Leave out the pictures and transcribe everything else exactly.

BEGIN SUPPLIED MATERIAL

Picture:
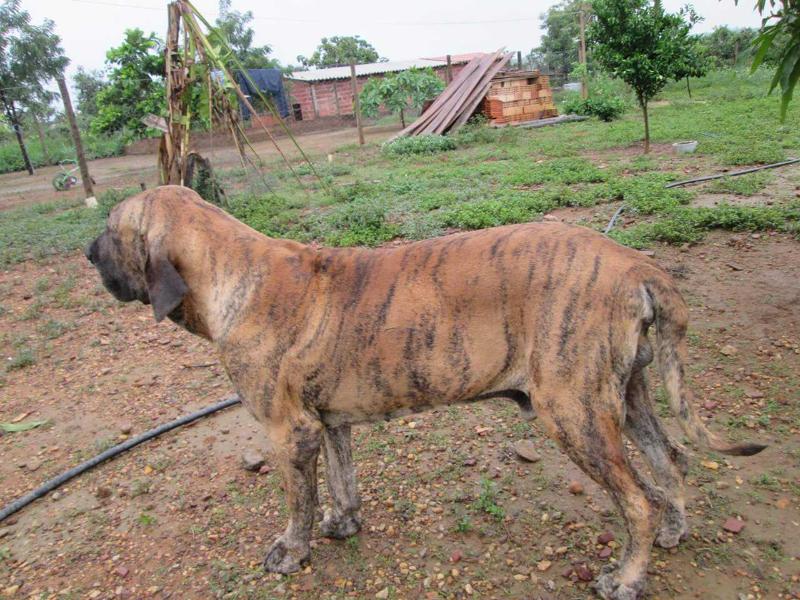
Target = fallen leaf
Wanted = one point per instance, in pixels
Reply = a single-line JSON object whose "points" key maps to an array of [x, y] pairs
{"points": [[16, 427]]}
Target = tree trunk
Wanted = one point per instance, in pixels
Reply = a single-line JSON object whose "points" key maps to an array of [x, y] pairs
{"points": [[11, 113], [40, 133]]}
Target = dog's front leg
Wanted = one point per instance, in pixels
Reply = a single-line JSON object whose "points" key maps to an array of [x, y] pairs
{"points": [[296, 439], [343, 519]]}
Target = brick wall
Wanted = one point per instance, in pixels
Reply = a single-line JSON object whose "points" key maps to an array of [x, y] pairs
{"points": [[335, 97]]}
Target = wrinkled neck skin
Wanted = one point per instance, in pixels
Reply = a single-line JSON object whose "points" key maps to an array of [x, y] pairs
{"points": [[236, 278]]}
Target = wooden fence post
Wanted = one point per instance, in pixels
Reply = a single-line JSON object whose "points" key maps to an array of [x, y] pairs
{"points": [[76, 138], [356, 104]]}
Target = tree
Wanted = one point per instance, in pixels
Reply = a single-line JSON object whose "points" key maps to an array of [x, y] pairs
{"points": [[340, 51], [30, 56], [559, 48], [88, 85], [234, 27], [780, 35], [135, 84], [640, 43], [726, 46], [399, 91]]}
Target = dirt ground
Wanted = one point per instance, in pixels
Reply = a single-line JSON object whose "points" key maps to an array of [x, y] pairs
{"points": [[450, 511], [129, 171]]}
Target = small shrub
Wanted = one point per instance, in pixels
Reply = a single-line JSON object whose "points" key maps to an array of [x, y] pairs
{"points": [[106, 201], [420, 144], [605, 108]]}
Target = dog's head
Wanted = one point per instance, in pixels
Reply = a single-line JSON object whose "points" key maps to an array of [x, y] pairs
{"points": [[132, 257]]}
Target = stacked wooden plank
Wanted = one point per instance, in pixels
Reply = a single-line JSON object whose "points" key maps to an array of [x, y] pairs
{"points": [[459, 100], [516, 96]]}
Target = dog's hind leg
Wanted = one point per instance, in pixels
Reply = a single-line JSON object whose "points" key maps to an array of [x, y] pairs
{"points": [[667, 459], [589, 429], [343, 519], [296, 437]]}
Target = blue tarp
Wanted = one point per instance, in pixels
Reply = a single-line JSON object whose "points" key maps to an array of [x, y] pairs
{"points": [[267, 81]]}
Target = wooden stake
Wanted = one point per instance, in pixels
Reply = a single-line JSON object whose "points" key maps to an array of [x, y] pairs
{"points": [[582, 54], [356, 104], [76, 138]]}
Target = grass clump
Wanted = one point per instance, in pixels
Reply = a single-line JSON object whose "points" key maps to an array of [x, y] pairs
{"points": [[419, 144], [744, 185]]}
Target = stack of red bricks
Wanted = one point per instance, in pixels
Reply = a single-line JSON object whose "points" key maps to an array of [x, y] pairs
{"points": [[516, 96]]}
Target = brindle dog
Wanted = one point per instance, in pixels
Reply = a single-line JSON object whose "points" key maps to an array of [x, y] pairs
{"points": [[315, 339]]}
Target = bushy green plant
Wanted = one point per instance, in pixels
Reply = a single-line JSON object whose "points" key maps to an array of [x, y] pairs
{"points": [[420, 144]]}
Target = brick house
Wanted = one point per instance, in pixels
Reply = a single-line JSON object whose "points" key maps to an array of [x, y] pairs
{"points": [[328, 93]]}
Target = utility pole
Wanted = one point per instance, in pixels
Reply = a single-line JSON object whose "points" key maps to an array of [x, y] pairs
{"points": [[76, 137], [582, 54], [356, 104]]}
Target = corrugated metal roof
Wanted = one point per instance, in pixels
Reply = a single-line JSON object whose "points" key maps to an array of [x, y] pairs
{"points": [[368, 69]]}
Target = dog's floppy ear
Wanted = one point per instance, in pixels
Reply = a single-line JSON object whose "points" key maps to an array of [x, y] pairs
{"points": [[165, 286]]}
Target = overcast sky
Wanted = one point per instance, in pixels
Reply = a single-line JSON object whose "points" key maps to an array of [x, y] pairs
{"points": [[398, 30]]}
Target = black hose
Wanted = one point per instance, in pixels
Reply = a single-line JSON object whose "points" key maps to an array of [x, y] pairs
{"points": [[51, 484], [784, 163]]}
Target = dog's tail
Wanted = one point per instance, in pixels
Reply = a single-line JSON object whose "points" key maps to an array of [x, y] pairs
{"points": [[671, 319]]}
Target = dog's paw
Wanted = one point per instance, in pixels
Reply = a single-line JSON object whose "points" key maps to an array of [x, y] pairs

END SUPPLIED MATERIAL

**RESPONSE TO THIS EXERCISE**
Picture:
Target = fallen leaf
Wanted = one point per instance, in pixels
Reply = a single-line JSON object whose "points" key maps to an array of [x, y] pairs
{"points": [[16, 427]]}
Target = tree trunk
Wanted = one point per instance, in pixels
Reply = a single-line JSON object whose "points" key maps to an array of [x, y] pairs
{"points": [[11, 113], [40, 133]]}
Target = dog's front leg
Wanted = one point per instance, in pixels
Reply = a single-line JSON object whose "points" key maps to an array of [x, y] pairs
{"points": [[296, 439], [343, 519]]}
Target = brick wall
Wanted = one point per instance, in pixels
Reply = a single-line JSON object whose "points" key maps to an array of [x, y] pairs
{"points": [[335, 97]]}
Target = wrinkled neck skin
Wanted = one point per instance, in pixels
Reply = a single-line JSON object whose "points" key maps to an array of [x, y] pairs
{"points": [[236, 278]]}
Target = wooden fence post
Wanted = one point per instance, in pixels
Reply = a single-line JSON object whose "points" key maps to an array of [x, y] pairs
{"points": [[76, 138], [356, 104]]}
Target = tree
Wanted = one point per instance, in pixels
Reply = a single-line JSON object whose "points" key maps to an array of [x, y] pairs
{"points": [[340, 51], [30, 56], [559, 48], [88, 85], [234, 27], [780, 35], [135, 84], [640, 43], [726, 46], [399, 91]]}
Target = dirt ground
Wanted = one point per instance, in pixels
Reply = a single-line JSON object whose "points" key maps to an array of [x, y] pairs
{"points": [[450, 511], [129, 171]]}
Target = small shrub
Wanted = one point per instance, in pixels
Reply = a single-line JSON object whose "points" key maps to an array of [x, y] pairs
{"points": [[106, 201], [420, 144], [605, 108]]}
Target = dog's head
Wanted = one point per instance, in pixels
Reply = a single-line JSON object whose "points" key maps to an array of [x, y] pairs
{"points": [[132, 257]]}
Target = stacked wooden plank
Wanted = one point per instance, in pixels
Reply = a single-line JSON object whose "points" key maps to an array of [x, y] pairs
{"points": [[459, 100], [516, 96]]}
Target = dog's hind leg
Wanted = one point per instance, in pixels
Reply = a single-line JSON object whose "points" key maps to an array of [x, y] pairs
{"points": [[667, 459], [589, 429], [343, 519], [296, 437]]}
Target = blue tarp
Wanted = one point per instance, in pixels
Reply = a single-line JSON object whose "points" key maps to an array of [x, y] pairs
{"points": [[267, 81]]}
Target = wooden stake
Wanted = one point per instance, in pixels
Reply = a single-line JSON object whose "points" key maps to an array of [x, y] pairs
{"points": [[582, 54], [356, 104], [76, 138]]}
Target = grass clump
Wanted = one point per instance, in pixels
Reply = a single-line JSON object whose "points" key maps to an array of [x, y] pairs
{"points": [[419, 144], [744, 185]]}
Target = stack of red bricks
Wanted = one point per instance, in pixels
Reply = a single-line JSON object whose "points" key maps to an array of [x, y] pairs
{"points": [[516, 96]]}
Target = brindle dog
Wanted = one point per instance, in pixels
Reply = a single-line JSON object whose "points" key maps to an array of [x, y] pairs
{"points": [[315, 339]]}
Target = bushy green plant
Wanted = one point per instance, in pixels
Reply = a single-line JSON object whose "points" key maps to an array of [x, y] pairs
{"points": [[420, 144]]}
Target = brick house
Wanted = one point per instance, in pixels
Reply = a single-line JSON object whose "points" key maps to an array of [x, y] pairs
{"points": [[328, 93]]}
Target = utility pole
Wanted = one point per instance, in pixels
Reply = a single-line JSON object whose "points" key maps to an array of [x, y] pairs
{"points": [[76, 137], [582, 54], [356, 104]]}
Target = corrugated metal roof
Wanted = one point per instance, in pixels
Reply = a single-line JSON object whose "points" key maps to an array of [x, y] pairs
{"points": [[368, 69]]}
Target = dog's floppy ear
Wanted = one point per instance, in pixels
Reply = a single-line JSON object whose "points" key maps to an array of [x, y] pairs
{"points": [[165, 286]]}
Target = overcast sky
Wanted = one point per instance, in pixels
Reply = a single-line JSON object whose "points" key maps to an array of [x, y] pairs
{"points": [[398, 30]]}
Target = black hose
Wanted = one point per instance, in pixels
Reply = a single-line JSON object whose "points" key maps to an array of [x, y] pairs
{"points": [[51, 484], [784, 163]]}
Target = dog's tail
Wanted = one point per instance, in pixels
Reply = a single-line JSON object whose "points" key maps to an array of [x, y] pairs
{"points": [[671, 319]]}
Target = dog's paw
Wanted = one point per instance, in pixels
Reply = a single-line JSON object whose "points" key maps to an array of [x, y] pairs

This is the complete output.